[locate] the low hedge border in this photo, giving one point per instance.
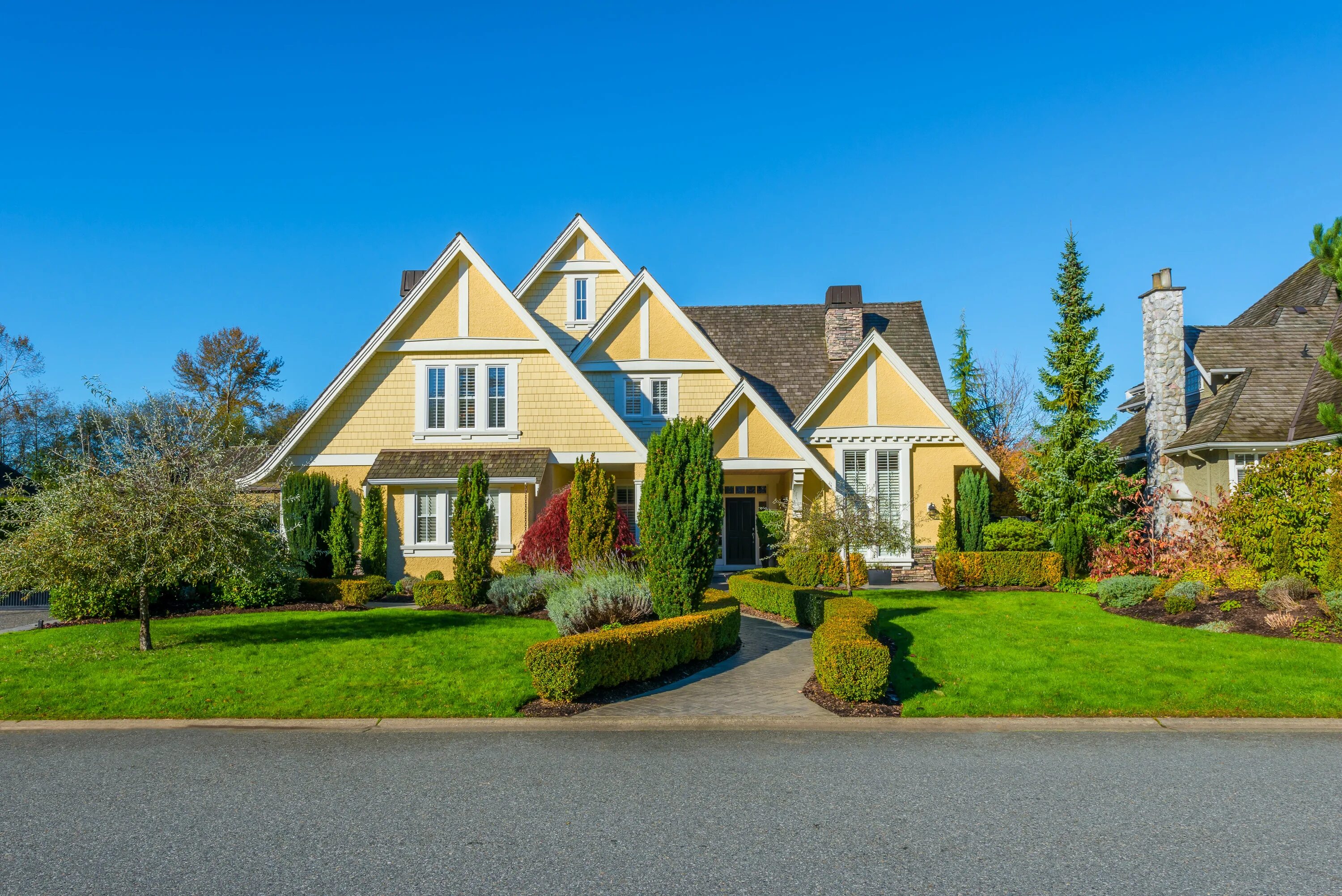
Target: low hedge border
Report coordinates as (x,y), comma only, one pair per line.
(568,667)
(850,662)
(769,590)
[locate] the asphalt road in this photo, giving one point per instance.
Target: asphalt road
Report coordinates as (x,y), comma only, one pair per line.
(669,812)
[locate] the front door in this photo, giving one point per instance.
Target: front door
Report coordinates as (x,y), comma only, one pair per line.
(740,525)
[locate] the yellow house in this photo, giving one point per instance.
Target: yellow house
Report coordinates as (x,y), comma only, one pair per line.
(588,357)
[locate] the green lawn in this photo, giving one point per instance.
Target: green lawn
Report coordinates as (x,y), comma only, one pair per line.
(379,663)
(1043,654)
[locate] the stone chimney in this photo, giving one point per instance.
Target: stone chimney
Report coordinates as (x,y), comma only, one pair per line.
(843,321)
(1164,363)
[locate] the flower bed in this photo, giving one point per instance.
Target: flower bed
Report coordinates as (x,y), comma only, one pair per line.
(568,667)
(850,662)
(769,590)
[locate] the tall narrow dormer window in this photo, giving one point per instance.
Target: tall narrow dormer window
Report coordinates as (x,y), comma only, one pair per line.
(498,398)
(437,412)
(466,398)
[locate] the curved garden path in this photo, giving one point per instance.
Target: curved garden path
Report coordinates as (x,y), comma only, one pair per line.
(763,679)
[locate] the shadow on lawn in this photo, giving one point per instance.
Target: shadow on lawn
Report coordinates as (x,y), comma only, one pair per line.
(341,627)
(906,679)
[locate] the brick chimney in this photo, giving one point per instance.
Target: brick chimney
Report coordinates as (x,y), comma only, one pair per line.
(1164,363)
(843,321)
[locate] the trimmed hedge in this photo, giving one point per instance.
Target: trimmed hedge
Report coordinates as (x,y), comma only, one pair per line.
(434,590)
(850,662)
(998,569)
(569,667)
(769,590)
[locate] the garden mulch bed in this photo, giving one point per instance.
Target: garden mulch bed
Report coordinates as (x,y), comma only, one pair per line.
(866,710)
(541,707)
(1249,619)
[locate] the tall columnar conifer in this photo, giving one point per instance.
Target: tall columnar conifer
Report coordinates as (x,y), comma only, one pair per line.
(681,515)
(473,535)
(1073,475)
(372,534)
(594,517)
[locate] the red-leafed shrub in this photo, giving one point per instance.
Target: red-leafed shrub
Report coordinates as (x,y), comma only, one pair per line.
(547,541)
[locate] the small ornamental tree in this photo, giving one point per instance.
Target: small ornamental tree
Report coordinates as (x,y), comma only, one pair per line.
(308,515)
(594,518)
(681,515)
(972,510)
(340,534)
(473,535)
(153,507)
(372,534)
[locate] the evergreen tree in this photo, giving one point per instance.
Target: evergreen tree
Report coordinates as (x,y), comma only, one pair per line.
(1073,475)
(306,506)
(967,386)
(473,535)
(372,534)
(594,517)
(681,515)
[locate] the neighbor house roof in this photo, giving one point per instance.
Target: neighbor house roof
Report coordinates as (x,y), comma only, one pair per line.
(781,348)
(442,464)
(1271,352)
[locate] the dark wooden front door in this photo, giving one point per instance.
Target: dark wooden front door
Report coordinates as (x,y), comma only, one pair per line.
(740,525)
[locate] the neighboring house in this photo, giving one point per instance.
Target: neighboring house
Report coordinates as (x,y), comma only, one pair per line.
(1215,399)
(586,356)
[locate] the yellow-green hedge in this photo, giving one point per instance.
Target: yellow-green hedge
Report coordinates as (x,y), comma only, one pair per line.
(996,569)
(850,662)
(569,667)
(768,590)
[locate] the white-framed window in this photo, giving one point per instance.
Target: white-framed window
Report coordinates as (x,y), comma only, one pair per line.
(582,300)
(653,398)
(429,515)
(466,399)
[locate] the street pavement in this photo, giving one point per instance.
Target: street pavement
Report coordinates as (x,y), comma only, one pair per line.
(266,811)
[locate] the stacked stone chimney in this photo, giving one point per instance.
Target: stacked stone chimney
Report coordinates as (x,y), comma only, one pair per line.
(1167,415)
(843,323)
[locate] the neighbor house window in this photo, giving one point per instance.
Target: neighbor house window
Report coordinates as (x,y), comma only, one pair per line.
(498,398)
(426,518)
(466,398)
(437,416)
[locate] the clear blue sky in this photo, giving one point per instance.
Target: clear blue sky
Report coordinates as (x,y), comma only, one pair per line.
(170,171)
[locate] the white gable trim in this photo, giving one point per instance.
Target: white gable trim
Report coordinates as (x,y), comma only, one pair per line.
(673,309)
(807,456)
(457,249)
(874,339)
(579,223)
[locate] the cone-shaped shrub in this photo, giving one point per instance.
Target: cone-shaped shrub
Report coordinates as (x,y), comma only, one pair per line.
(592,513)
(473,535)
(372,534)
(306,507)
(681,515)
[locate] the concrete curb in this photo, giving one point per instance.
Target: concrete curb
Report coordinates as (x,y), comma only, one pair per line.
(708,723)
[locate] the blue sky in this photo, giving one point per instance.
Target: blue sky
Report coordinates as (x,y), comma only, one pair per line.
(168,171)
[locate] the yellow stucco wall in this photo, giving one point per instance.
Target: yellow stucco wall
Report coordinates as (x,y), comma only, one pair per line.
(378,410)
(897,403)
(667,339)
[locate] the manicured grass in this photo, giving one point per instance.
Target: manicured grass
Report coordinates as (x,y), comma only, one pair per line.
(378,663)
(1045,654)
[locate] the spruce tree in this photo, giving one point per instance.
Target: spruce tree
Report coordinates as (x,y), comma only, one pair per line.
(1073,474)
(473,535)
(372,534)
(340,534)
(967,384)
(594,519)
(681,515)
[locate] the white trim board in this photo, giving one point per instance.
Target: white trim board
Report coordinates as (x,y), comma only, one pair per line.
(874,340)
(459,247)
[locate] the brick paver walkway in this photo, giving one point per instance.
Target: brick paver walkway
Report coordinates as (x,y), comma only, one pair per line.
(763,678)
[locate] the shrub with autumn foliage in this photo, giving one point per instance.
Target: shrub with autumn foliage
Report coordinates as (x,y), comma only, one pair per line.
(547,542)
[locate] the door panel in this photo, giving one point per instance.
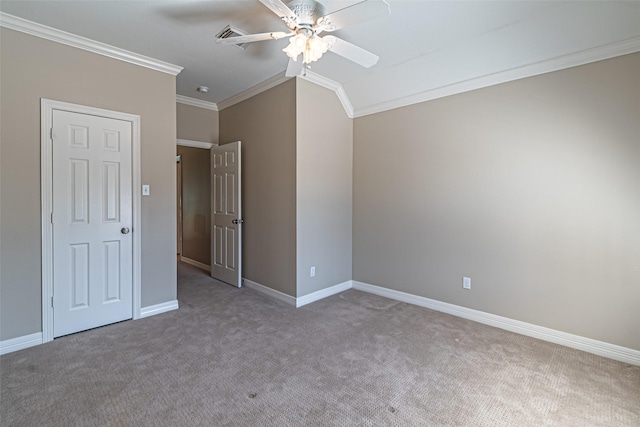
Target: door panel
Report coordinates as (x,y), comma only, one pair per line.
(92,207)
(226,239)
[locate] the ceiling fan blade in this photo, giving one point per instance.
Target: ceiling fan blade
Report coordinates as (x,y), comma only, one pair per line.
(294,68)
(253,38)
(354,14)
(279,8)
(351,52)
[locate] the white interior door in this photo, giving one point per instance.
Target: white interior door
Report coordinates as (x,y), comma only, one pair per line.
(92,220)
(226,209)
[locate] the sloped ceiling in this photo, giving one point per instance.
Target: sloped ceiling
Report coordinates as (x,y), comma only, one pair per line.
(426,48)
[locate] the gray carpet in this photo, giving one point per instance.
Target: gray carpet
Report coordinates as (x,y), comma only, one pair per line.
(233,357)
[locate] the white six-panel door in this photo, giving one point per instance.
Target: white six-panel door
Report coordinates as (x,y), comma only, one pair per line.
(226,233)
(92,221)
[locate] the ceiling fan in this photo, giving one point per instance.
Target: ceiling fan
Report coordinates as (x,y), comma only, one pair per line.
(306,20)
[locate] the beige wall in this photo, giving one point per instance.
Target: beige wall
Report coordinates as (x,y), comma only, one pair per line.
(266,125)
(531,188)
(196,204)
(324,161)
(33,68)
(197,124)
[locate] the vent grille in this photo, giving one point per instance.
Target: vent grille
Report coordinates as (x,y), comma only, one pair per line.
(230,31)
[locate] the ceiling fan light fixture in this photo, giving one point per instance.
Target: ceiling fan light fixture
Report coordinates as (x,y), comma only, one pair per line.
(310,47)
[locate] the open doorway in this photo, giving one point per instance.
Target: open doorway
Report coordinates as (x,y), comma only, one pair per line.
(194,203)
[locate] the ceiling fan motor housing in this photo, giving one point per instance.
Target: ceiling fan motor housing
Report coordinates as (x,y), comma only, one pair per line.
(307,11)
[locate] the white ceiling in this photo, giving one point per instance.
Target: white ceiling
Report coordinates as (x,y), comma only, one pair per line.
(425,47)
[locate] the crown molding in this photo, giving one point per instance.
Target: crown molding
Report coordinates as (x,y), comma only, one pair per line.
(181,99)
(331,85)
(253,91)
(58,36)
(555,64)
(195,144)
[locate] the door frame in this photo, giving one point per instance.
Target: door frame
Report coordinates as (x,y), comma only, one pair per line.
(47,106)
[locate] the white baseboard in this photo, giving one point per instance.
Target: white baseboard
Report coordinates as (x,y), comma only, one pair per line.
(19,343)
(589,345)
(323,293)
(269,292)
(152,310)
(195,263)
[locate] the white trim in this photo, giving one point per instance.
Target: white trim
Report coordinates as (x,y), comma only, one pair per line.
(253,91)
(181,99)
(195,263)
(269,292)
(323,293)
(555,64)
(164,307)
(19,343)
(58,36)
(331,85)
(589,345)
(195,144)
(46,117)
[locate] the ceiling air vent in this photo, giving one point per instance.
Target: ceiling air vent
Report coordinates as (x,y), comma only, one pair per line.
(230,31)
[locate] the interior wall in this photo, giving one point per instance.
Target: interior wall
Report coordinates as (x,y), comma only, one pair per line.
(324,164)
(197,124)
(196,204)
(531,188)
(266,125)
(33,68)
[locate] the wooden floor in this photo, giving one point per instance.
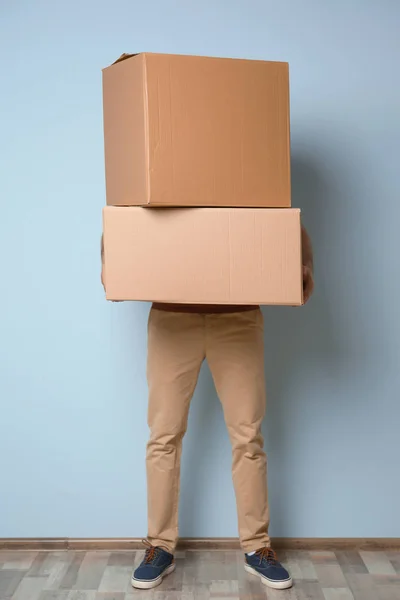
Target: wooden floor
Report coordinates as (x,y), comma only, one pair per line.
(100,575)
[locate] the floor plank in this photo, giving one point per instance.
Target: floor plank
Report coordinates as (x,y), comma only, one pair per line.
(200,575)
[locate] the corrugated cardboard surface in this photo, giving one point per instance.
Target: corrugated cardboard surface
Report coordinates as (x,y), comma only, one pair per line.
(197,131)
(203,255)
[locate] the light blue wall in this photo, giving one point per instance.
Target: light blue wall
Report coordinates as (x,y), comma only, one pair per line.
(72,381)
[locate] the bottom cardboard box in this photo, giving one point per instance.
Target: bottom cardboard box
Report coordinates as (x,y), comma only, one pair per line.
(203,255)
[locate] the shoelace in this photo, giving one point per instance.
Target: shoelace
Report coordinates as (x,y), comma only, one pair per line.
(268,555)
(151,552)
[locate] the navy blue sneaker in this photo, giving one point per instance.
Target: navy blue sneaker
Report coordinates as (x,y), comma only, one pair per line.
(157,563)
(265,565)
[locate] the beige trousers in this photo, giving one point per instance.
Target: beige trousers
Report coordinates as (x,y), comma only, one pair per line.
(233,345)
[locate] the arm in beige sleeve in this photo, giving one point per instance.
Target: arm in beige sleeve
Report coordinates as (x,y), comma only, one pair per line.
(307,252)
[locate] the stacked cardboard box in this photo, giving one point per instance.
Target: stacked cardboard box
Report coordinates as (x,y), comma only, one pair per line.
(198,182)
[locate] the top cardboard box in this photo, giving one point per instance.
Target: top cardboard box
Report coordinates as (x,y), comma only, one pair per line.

• YOUR GOAL
Your answer should consist only of the lines from the one with "[locate] the light" through the end of the data above, reproduced exactly.

• WRITTEN ANSWER
[locate] the light blue wall in this photo, giving one point per instance.
Target: light blue wall
Report coordinates as (x,y), comma only, one pair per line.
(72,381)
[locate] the bottom cardboard box in this photo, giving one point per instance.
Target: bottom cardboard box
Report coordinates as (x,y), comma only, one pair per line.
(203,255)
[locate] the shoelace in this photo, giving one point per instance.
Target: shoelace
Report coordinates as (x,y), comma only, one pair per line.
(268,555)
(151,552)
[locate] the navy blue sneaker in this photo, giving one point per instance.
Target: navy blue sneaker
Report coordinates as (x,y), comma only, one pair per line.
(157,563)
(265,565)
[locate] the beige trousers in this photo, giving one point per instance.
Target: beige trousers
Report coordinates as (x,y), comma only, one pair per line.
(233,345)
[locate] the arm in beige sleeve in this photo, giving one point per instance.
Target: arm in beige sleeve
Report coordinates as (x,y), comma only, one pair per line.
(307,252)
[locate] the stacked cardboard box in this photo, giving one point per instance.
Target: stacked cardboard box
Report coordinates as (x,y), comma only, one pair per line.
(198,182)
[locate] the top cardboard box in this photo, giving one point per instance.
Target: top cardboard box
Report coordinates as (x,y), comma only, one pair per line.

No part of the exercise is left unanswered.